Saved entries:
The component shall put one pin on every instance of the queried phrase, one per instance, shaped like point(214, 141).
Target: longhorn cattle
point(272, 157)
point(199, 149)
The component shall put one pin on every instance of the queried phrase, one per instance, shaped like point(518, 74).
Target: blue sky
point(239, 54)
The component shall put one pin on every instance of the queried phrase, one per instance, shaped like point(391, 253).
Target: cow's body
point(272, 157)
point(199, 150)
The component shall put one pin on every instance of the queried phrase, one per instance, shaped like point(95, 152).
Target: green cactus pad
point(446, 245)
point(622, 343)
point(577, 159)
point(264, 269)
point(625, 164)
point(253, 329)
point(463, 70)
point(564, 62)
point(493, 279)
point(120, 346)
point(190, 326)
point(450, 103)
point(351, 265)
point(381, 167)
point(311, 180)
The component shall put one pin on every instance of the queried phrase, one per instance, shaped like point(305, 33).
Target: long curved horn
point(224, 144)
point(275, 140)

...

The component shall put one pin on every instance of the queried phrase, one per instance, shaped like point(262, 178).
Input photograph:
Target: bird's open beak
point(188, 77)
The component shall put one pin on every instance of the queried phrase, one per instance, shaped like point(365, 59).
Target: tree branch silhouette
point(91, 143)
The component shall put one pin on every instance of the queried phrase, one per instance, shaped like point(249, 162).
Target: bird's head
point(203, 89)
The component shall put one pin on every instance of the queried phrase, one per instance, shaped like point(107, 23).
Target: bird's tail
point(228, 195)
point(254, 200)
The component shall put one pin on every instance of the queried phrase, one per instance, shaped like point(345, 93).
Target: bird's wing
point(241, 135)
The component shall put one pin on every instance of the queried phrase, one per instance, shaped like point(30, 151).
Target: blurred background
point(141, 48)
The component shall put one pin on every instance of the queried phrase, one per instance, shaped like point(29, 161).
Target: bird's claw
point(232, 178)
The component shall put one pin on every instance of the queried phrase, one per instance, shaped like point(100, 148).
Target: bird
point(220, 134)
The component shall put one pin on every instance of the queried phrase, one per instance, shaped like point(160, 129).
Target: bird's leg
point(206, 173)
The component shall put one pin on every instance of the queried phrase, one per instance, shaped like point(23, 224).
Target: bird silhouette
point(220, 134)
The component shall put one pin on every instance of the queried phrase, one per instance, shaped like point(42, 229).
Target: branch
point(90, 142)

● Written instruction:
Return the lines from the one containing "like point(214, 141)." down to the one containing "point(275, 140)", including both, copied word for word.

● Written solution:
The component shall put one pin on every instance of the queried phrase, one per instance, shaped like point(214, 141).
Target: longhorn cattle
point(272, 157)
point(199, 149)
The component shall put one pin on every instance of the queried phrase, one per instance, shaped like point(518, 74).
Target: blue sky
point(239, 54)
The component shall put one pin on every instance of the queried phrase, one per instance, shaped like point(391, 253).
Target: cow's body
point(272, 157)
point(199, 150)
The component shall put one pin on every instance of the queried phrase, one per instance, shaped like point(95, 152).
Target: green cactus pad
point(446, 245)
point(622, 343)
point(577, 159)
point(264, 269)
point(625, 164)
point(253, 329)
point(463, 70)
point(564, 62)
point(493, 279)
point(120, 346)
point(190, 326)
point(450, 103)
point(351, 265)
point(381, 167)
point(311, 180)
The component shall put one pin on every instance of the queried phrase, one per instance, shaped like point(305, 33).
Target: long curved horn
point(224, 144)
point(275, 140)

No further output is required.